__Source extract__.
Its small size makes it immediately appealing, but does it function as well?
This dock is relatively small and is compatible with many current and older desktops, laptops and tablets.
The device's design does not suggest it was a focus for the manufacturer, and the quality of the components with which the dock is built allow for physical imperfections.
If you are looking for a way to improve the convenience of using your laptop or tablet as a desktop workstation, this docking station from Accell is definitely worth consideration.
Where To Get It
While the Design and Build Quality leave something to be desired, neither of those aspects are nearly as important as the Functionality of the device itself. Fortunately, the device works better than is to be expected, especially for the price. While other docks like this run 25% more expensive for the same functionality, this one certainly sets itself apart on price and overall Size & Weight.
The design is definitely utilitarian. The product is essentially a small black box with ports on it. Nothing about the design is going to make the owner want to show it off, but that is not the point of the product. In fact, the point of the product is to move the product away from the eye, so utilitarian matches the product's intention.

__Dataset entries__.
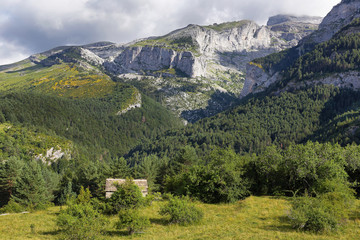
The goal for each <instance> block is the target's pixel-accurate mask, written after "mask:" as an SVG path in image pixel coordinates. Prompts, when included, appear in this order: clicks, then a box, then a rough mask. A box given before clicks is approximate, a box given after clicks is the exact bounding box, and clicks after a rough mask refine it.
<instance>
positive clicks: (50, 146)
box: [0, 123, 73, 158]
mask: <svg viewBox="0 0 360 240" xmlns="http://www.w3.org/2000/svg"><path fill="white" fill-rule="evenodd" d="M15 146H16V149H17V152H21V153H22V154H25V155H27V156H29V157H36V156H39V155H40V154H42V156H46V152H47V151H48V150H49V149H51V148H53V151H57V150H61V152H64V153H67V154H70V153H71V151H72V150H73V143H72V142H71V141H70V140H67V139H64V138H61V137H59V136H56V135H53V136H51V135H48V134H45V133H41V132H39V131H37V130H34V129H29V128H27V127H20V126H15V125H12V124H10V123H0V157H3V158H6V157H10V156H12V155H13V154H14V152H13V150H12V149H15Z"/></svg>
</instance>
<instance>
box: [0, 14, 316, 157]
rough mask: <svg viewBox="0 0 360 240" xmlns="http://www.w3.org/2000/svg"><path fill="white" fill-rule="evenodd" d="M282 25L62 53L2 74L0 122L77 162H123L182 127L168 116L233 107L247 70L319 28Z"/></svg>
mask: <svg viewBox="0 0 360 240" xmlns="http://www.w3.org/2000/svg"><path fill="white" fill-rule="evenodd" d="M279 18H280V17H279V16H277V17H273V18H272V19H273V20H274V19H275V21H277V22H276V23H273V24H271V25H269V26H259V25H257V24H256V23H254V22H252V21H247V20H244V21H239V22H229V23H222V24H214V25H211V26H197V25H189V26H187V27H185V28H183V29H179V30H176V31H173V32H171V33H169V34H167V35H165V36H162V37H151V38H148V39H143V40H138V41H134V42H131V43H128V44H125V45H119V44H114V43H110V42H99V43H93V44H88V45H84V46H62V47H57V48H54V49H51V50H49V51H46V52H43V53H39V54H34V55H32V56H30V57H29V58H28V59H25V60H23V61H21V62H18V63H14V64H10V65H5V66H1V67H0V90H1V93H0V98H1V101H0V120H1V122H3V123H4V124H11V125H14V126H15V127H19V128H24V127H25V128H27V127H28V128H35V129H36V130H34V131H38V132H41V133H42V134H45V135H47V134H50V135H52V134H53V135H55V136H56V137H59V138H64V139H66V141H70V142H72V143H73V145H74V149H73V150H72V152H73V153H76V154H80V155H81V154H85V155H86V154H88V156H91V158H103V157H110V156H111V155H112V154H114V155H122V154H125V153H126V152H128V151H129V150H130V149H131V148H133V147H135V146H136V145H137V144H138V143H139V142H141V141H143V140H145V139H147V138H150V137H154V136H157V135H158V134H161V133H162V132H164V131H166V130H169V129H173V128H177V127H179V125H180V121H179V120H178V119H176V118H175V116H173V114H172V113H171V112H169V110H170V111H172V112H174V113H176V114H177V115H178V116H181V117H183V118H184V119H186V120H188V121H190V122H194V121H197V120H199V119H201V118H204V117H207V116H211V115H214V114H216V113H218V112H220V111H223V110H225V109H227V108H229V107H231V106H233V105H234V104H235V103H236V102H237V101H238V95H239V93H240V91H241V89H242V82H243V76H244V69H245V65H246V62H248V61H250V60H252V59H253V58H256V57H261V56H265V55H268V54H269V53H272V52H277V51H279V50H281V49H284V48H287V47H291V46H294V45H296V44H297V43H298V41H299V40H300V39H301V38H303V37H304V36H306V35H308V34H310V33H311V32H313V31H314V30H315V29H317V23H316V22H315V23H314V18H311V17H301V18H297V17H294V16H288V19H286V20H281V21H280V20H279ZM281 18H283V16H282V17H281ZM276 19H278V20H276ZM273 20H272V21H273ZM162 105H163V106H162ZM164 106H165V107H166V108H167V109H165V108H164ZM51 149H52V151H56V150H57V149H58V148H57V146H56V145H54V144H48V145H46V146H44V148H43V149H42V154H43V156H44V154H45V153H47V152H48V151H50V150H51ZM2 151H3V154H4V155H6V154H9V153H8V151H7V150H6V148H2ZM39 152H40V151H39Z"/></svg>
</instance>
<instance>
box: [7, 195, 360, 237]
mask: <svg viewBox="0 0 360 240" xmlns="http://www.w3.org/2000/svg"><path fill="white" fill-rule="evenodd" d="M162 204H164V203H163V202H155V203H154V204H153V205H152V206H151V207H149V208H147V209H145V210H144V211H143V214H144V215H146V216H148V217H149V218H150V221H151V227H150V228H149V229H148V230H146V231H145V233H143V234H136V235H135V236H127V235H126V231H125V229H124V230H123V231H116V230H115V229H114V228H113V226H112V224H113V223H115V222H116V221H117V217H111V224H110V225H109V229H108V232H107V236H106V239H109V240H111V239H114V240H115V239H259V240H260V239H268V240H271V239H286V240H291V239H294V240H295V239H296V240H297V239H305V240H306V239H309V240H311V239H316V240H321V239H323V240H325V239H326V240H335V239H358V236H360V216H359V214H357V215H355V216H353V217H352V218H351V219H350V220H349V221H348V223H347V224H346V225H345V226H344V227H343V228H342V229H341V230H339V231H338V232H335V233H330V234H312V233H305V232H300V231H297V230H294V229H293V228H292V227H291V226H290V224H289V222H288V220H287V212H288V210H289V207H290V204H289V200H288V199H286V198H273V197H249V198H247V199H246V200H244V201H240V202H238V203H234V204H220V205H209V204H201V203H198V204H197V205H198V207H200V208H202V209H203V210H204V213H205V215H204V219H203V221H202V222H201V223H200V224H197V225H193V226H186V227H183V226H178V225H168V221H167V220H166V219H164V218H163V217H162V216H160V215H159V214H158V213H157V212H158V210H159V208H160V206H161V205H162ZM357 204H359V201H358V202H357ZM58 211H59V207H53V208H50V209H49V210H47V211H40V212H35V213H30V214H13V215H7V216H0V239H14V240H16V239H57V238H58V234H59V233H58V232H57V228H56V226H55V224H54V220H55V219H56V214H57V212H58ZM31 224H34V226H35V228H34V230H35V231H34V233H32V231H31V228H30V225H31Z"/></svg>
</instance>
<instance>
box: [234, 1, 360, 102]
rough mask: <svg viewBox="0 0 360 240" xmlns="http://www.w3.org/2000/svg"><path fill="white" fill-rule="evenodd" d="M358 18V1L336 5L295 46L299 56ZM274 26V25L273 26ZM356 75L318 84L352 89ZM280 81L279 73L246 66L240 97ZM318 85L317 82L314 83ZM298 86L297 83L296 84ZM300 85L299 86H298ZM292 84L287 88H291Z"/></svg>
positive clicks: (349, 2) (260, 68)
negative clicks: (317, 28) (306, 34)
mask: <svg viewBox="0 0 360 240" xmlns="http://www.w3.org/2000/svg"><path fill="white" fill-rule="evenodd" d="M358 17H360V0H343V1H342V2H341V3H340V4H338V5H336V6H335V7H334V8H333V9H332V10H331V11H330V12H329V13H328V14H327V16H326V17H325V18H324V20H323V21H322V22H321V24H320V25H319V29H318V30H317V31H315V32H313V33H312V34H310V35H308V36H306V37H304V38H303V39H302V40H301V41H300V42H299V44H298V45H297V46H296V49H297V52H298V53H299V56H301V55H302V54H304V53H306V51H307V45H309V46H314V45H315V44H318V43H321V42H324V41H327V40H330V39H331V38H332V37H333V36H334V35H335V34H336V33H337V32H338V31H339V30H340V29H341V28H342V27H344V26H346V25H347V24H349V23H350V22H351V21H352V20H354V19H355V18H358ZM277 22H281V18H280V19H275V20H272V21H270V24H274V23H277ZM274 26H276V25H274ZM357 77H358V75H357V74H356V73H354V72H351V73H346V74H345V73H344V74H343V73H341V74H334V75H332V76H330V77H329V76H328V77H326V78H324V79H322V80H321V81H320V82H322V83H324V84H332V85H335V86H339V87H350V86H353V87H354V88H358V87H356V86H357V85H358V84H357V83H356V82H357V81H358V80H356V79H358V78H357ZM279 80H281V76H280V73H278V72H276V71H274V70H271V69H270V70H269V71H264V70H263V69H262V68H261V66H257V65H251V64H248V65H247V74H246V79H245V83H244V88H243V90H242V92H241V96H242V97H244V96H246V95H248V94H250V93H256V92H261V91H263V90H265V89H266V88H267V87H268V86H270V85H271V84H272V83H274V82H276V81H279ZM307 82H308V84H312V83H314V81H307ZM315 82H316V83H319V81H318V80H316V81H315ZM297 84H298V83H297ZM300 85H301V84H300ZM293 87H295V86H294V85H293V86H292V83H291V82H290V85H289V86H288V88H293Z"/></svg>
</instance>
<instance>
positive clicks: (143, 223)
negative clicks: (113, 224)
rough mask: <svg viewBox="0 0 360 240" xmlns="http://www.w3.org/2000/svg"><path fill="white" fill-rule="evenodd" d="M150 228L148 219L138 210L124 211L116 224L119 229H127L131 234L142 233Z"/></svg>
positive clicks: (133, 209)
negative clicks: (142, 214)
mask: <svg viewBox="0 0 360 240" xmlns="http://www.w3.org/2000/svg"><path fill="white" fill-rule="evenodd" d="M149 226H150V221H149V219H148V218H147V217H144V216H140V214H139V210H138V209H122V210H120V212H119V221H118V222H117V223H116V228H117V229H123V228H127V230H128V231H129V234H130V235H131V234H134V233H136V232H139V231H142V230H144V229H146V228H148V227H149Z"/></svg>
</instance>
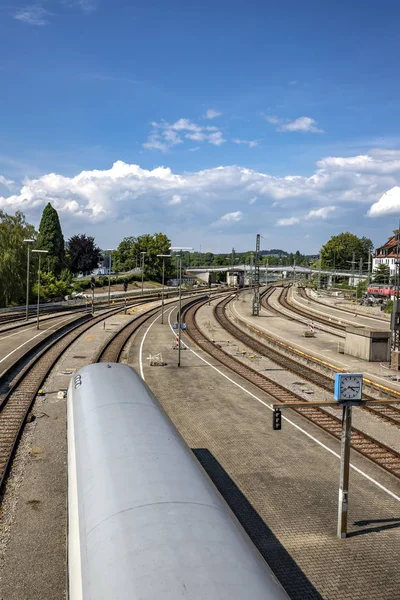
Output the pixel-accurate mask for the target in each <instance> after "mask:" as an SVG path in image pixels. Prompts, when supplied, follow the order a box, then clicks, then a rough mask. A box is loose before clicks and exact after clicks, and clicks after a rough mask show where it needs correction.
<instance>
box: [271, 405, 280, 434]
mask: <svg viewBox="0 0 400 600" xmlns="http://www.w3.org/2000/svg"><path fill="white" fill-rule="evenodd" d="M272 429H273V430H274V431H279V430H281V429H282V413H281V410H280V408H274V412H273V413H272Z"/></svg>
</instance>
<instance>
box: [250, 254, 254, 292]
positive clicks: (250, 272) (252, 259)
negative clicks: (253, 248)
mask: <svg viewBox="0 0 400 600" xmlns="http://www.w3.org/2000/svg"><path fill="white" fill-rule="evenodd" d="M253 264H254V253H253V252H251V253H250V272H249V288H250V289H253Z"/></svg>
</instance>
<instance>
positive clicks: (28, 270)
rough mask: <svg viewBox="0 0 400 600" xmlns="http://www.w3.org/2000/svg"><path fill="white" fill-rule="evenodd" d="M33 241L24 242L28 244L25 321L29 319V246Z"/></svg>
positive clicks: (26, 275) (26, 270) (24, 240)
mask: <svg viewBox="0 0 400 600" xmlns="http://www.w3.org/2000/svg"><path fill="white" fill-rule="evenodd" d="M34 241H35V240H24V242H26V243H27V244H28V263H27V267H26V319H25V320H26V321H27V320H28V318H29V252H30V247H29V244H33V243H34Z"/></svg>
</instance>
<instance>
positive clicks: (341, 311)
mask: <svg viewBox="0 0 400 600" xmlns="http://www.w3.org/2000/svg"><path fill="white" fill-rule="evenodd" d="M300 290H301V292H302V294H301V295H302V297H303V298H306V299H307V300H310V297H309V296H308V294H307V293H306V291H305V288H300ZM311 300H312V302H315V303H316V304H320V305H321V306H325V308H326V307H328V308H329V304H326V302H322V300H318V298H312V299H311ZM342 301H343V299H342ZM356 307H357V305H355V306H354V308H353V310H351V309H350V308H344V307H343V306H341V307H340V308H338V307H335V306H333V307H332V308H336V310H340V311H341V312H346V313H349V314H350V315H353V316H354V313H355V311H356ZM360 316H363V317H367V318H368V319H373V320H374V321H382V323H386V324H388V323H389V319H384V318H383V317H378V316H377V315H373V316H372V315H368V314H362V315H360Z"/></svg>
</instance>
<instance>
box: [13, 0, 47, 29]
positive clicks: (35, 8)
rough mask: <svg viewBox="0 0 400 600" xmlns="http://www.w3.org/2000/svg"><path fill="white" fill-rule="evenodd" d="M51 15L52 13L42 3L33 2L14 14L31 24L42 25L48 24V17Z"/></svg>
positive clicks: (36, 25) (24, 20) (22, 20)
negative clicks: (40, 4)
mask: <svg viewBox="0 0 400 600" xmlns="http://www.w3.org/2000/svg"><path fill="white" fill-rule="evenodd" d="M50 15H51V13H50V12H49V11H48V10H46V9H45V8H43V6H41V5H40V4H31V5H30V6H26V7H25V8H21V9H20V10H18V12H16V13H15V15H14V19H17V21H22V22H23V23H28V24H29V25H36V26H42V25H48V23H49V21H48V20H47V18H46V17H48V16H50Z"/></svg>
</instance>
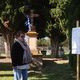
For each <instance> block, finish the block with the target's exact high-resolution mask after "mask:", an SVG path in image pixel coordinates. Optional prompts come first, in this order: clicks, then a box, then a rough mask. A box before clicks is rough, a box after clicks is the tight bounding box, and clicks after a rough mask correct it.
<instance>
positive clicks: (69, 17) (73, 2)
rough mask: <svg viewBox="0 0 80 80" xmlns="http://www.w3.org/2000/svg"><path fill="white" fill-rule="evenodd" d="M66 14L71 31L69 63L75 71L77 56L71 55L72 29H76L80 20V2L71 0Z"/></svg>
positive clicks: (67, 8)
mask: <svg viewBox="0 0 80 80" xmlns="http://www.w3.org/2000/svg"><path fill="white" fill-rule="evenodd" d="M66 14H67V19H68V24H67V27H66V28H67V29H68V31H69V34H68V36H69V46H70V56H69V62H70V64H71V66H72V67H73V69H75V70H76V55H72V54H71V47H72V46H71V45H72V44H71V43H72V42H71V36H72V35H71V34H72V28H73V27H76V21H77V20H79V19H80V0H70V5H69V6H67V8H66Z"/></svg>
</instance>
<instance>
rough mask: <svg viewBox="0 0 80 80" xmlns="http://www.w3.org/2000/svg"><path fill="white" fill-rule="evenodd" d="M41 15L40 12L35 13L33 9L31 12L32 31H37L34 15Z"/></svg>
mask: <svg viewBox="0 0 80 80" xmlns="http://www.w3.org/2000/svg"><path fill="white" fill-rule="evenodd" d="M38 16H39V15H38V14H34V10H31V14H30V17H31V24H32V26H31V31H35V26H34V17H38Z"/></svg>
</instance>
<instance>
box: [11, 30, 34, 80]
mask: <svg viewBox="0 0 80 80" xmlns="http://www.w3.org/2000/svg"><path fill="white" fill-rule="evenodd" d="M24 38H25V34H24V33H23V32H22V31H19V32H18V33H17V34H16V38H15V41H14V43H13V45H12V49H11V60H12V66H13V73H14V80H27V79H28V72H27V71H28V67H29V65H28V63H27V60H28V59H27V60H26V57H27V56H28V57H29V61H30V62H31V59H32V55H31V52H30V49H29V47H28V45H27V44H26V43H25V40H24ZM28 53H29V54H28ZM25 60H26V61H25Z"/></svg>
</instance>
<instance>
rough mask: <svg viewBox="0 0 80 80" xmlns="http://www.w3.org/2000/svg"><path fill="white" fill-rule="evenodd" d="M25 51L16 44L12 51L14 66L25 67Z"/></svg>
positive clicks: (11, 51)
mask: <svg viewBox="0 0 80 80" xmlns="http://www.w3.org/2000/svg"><path fill="white" fill-rule="evenodd" d="M23 54H24V49H23V48H22V47H21V45H20V44H19V43H18V42H15V43H14V44H13V46H12V49H11V60H12V66H19V65H23Z"/></svg>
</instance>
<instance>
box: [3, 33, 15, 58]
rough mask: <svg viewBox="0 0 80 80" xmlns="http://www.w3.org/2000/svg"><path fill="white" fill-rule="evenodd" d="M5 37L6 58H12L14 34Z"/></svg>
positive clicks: (4, 43) (10, 34) (8, 34)
mask: <svg viewBox="0 0 80 80" xmlns="http://www.w3.org/2000/svg"><path fill="white" fill-rule="evenodd" d="M3 36H4V39H5V42H4V47H5V55H6V57H10V52H11V46H12V44H13V40H14V37H13V34H6V35H3Z"/></svg>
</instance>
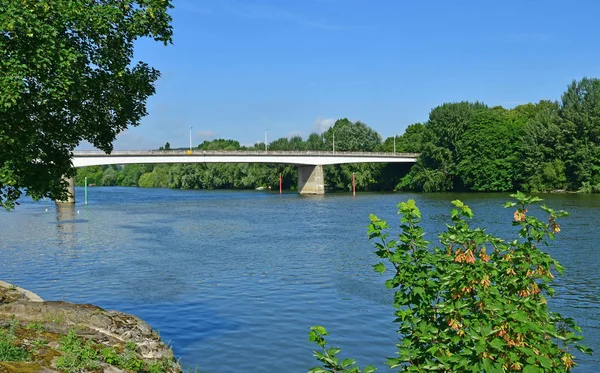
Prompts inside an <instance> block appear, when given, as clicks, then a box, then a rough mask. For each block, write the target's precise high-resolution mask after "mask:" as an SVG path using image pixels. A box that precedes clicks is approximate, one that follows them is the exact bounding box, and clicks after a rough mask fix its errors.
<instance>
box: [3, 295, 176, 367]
mask: <svg viewBox="0 0 600 373" xmlns="http://www.w3.org/2000/svg"><path fill="white" fill-rule="evenodd" d="M11 317H15V318H16V319H18V320H19V321H20V322H21V327H20V328H21V329H20V330H19V331H18V332H17V336H18V337H20V338H21V339H20V341H21V343H22V342H24V341H29V342H28V343H27V344H28V345H31V343H32V341H34V340H36V339H37V338H41V337H42V336H43V339H44V340H45V341H46V343H47V344H46V345H45V347H44V348H39V349H37V350H36V351H37V352H35V353H37V354H45V355H44V356H43V357H42V356H41V355H40V358H39V359H37V360H33V362H34V363H38V364H41V365H42V366H43V369H44V370H35V371H36V372H44V373H57V371H56V370H54V369H53V367H54V365H53V364H50V365H49V366H46V365H48V364H49V363H47V362H48V361H54V360H55V359H56V357H58V356H60V355H61V352H60V351H58V348H59V347H60V339H61V338H62V336H64V335H67V334H68V333H69V331H70V330H75V332H76V335H77V336H78V337H80V338H83V339H85V340H90V341H93V343H94V344H96V345H102V346H107V347H115V351H117V352H118V353H120V352H121V351H124V350H125V348H126V345H127V344H128V343H131V342H133V343H135V345H136V348H135V351H133V352H132V353H135V354H136V355H137V356H138V357H139V358H140V359H142V360H144V361H146V362H147V363H151V362H156V361H159V360H161V361H163V363H166V365H167V366H169V368H168V369H166V370H165V373H181V372H182V370H181V366H180V365H179V363H178V362H177V360H176V359H175V357H174V355H173V351H172V350H171V348H170V347H169V346H167V345H166V344H165V343H164V342H163V341H162V340H161V339H160V336H159V335H158V333H156V332H155V331H154V330H152V328H151V327H150V326H149V325H148V324H147V323H146V322H145V321H143V320H141V319H140V318H137V317H135V316H133V315H128V314H125V313H122V312H118V311H106V310H104V309H102V308H100V307H96V306H94V305H91V304H73V303H68V302H52V301H46V302H43V301H42V302H33V301H29V300H26V299H25V300H23V299H19V300H16V301H15V300H13V301H12V302H11V303H8V304H7V303H4V304H0V327H3V328H4V329H6V328H7V327H8V320H9V319H10V318H11ZM29 323H35V324H36V325H37V326H36V327H34V328H26V327H25V326H26V325H28V324H29ZM3 325H4V326H3ZM19 333H20V334H19ZM116 346H119V347H116ZM95 348H99V347H95ZM38 360H39V361H38ZM43 362H46V363H43ZM44 364H45V365H44ZM101 369H103V371H104V372H105V373H125V371H123V370H122V369H120V368H119V367H115V366H109V365H107V364H105V363H101ZM8 372H10V373H13V372H15V371H14V370H8ZM16 372H20V370H18V369H17V371H16ZM0 373H3V363H0Z"/></svg>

__Assignment__.
Reproduce the passage of the docking station review between "This dock is" and "for physical imperfections.", inclusive.

__Your solution__.
This dock is relatively small and is compatible with many current and older desktops, laptops and tablets.
The device's design does not suggest it was a focus for the manufacturer, and the quality of the components with which the dock is built allow for physical imperfections.